Collected data:
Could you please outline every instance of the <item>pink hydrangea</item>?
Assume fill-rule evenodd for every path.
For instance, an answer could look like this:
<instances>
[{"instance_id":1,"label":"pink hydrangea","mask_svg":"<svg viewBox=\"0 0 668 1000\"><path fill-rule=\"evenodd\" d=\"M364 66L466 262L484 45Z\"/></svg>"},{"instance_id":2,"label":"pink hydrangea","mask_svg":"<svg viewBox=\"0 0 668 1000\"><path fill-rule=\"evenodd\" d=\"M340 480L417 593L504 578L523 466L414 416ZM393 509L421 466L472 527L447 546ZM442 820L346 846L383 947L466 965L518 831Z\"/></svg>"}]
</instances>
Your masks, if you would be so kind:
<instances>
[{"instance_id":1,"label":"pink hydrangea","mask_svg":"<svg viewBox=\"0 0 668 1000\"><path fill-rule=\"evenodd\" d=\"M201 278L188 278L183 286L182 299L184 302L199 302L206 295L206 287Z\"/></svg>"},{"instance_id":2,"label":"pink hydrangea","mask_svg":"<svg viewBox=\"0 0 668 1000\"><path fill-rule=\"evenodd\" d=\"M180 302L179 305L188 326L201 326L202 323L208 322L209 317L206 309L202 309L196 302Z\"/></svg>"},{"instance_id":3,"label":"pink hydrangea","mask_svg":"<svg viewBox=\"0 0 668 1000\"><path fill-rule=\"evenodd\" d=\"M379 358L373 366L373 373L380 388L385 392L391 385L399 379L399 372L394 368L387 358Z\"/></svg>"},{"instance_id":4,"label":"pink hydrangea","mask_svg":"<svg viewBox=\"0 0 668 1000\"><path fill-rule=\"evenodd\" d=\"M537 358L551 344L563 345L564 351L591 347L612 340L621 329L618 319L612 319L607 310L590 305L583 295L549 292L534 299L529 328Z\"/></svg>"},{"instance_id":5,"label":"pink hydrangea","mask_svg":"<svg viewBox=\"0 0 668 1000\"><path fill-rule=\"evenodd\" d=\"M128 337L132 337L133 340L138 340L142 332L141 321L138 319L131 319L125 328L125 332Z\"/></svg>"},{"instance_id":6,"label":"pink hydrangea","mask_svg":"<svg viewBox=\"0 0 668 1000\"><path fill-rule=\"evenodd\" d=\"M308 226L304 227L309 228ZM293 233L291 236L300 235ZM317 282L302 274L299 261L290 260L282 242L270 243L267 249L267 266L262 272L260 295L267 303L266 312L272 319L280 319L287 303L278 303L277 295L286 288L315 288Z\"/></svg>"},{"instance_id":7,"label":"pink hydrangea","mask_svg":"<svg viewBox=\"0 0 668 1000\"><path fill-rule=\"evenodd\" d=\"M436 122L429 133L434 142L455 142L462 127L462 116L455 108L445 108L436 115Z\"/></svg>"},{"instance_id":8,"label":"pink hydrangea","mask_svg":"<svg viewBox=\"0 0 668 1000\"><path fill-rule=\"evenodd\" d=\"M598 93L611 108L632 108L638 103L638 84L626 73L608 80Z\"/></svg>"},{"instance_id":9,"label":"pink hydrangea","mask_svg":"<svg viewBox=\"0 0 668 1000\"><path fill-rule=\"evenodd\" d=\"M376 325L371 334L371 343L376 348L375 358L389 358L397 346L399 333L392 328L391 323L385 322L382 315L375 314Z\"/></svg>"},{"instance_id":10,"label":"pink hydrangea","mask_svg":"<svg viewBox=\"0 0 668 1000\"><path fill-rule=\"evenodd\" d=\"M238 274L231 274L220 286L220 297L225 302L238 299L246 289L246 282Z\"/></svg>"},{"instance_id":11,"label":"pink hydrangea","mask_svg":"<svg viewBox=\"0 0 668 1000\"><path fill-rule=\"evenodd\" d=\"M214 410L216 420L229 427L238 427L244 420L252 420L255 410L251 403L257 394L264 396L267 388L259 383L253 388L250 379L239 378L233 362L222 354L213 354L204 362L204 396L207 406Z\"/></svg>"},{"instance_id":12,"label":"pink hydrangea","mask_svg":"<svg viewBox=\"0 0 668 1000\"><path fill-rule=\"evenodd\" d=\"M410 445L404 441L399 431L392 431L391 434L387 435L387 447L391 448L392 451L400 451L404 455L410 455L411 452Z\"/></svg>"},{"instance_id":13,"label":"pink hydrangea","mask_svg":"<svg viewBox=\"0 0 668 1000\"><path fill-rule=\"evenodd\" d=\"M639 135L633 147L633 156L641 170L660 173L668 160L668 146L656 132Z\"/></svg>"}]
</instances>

→ **EXERCISE INSTRUCTIONS**:
Whenever the string "every" occurs in a line of the entries above, copy that line.

→ **RESULT FOR THIS TASK**:
Could you please outline every instance of the <item>pink hydrangea</item>?
Assume fill-rule evenodd for every path.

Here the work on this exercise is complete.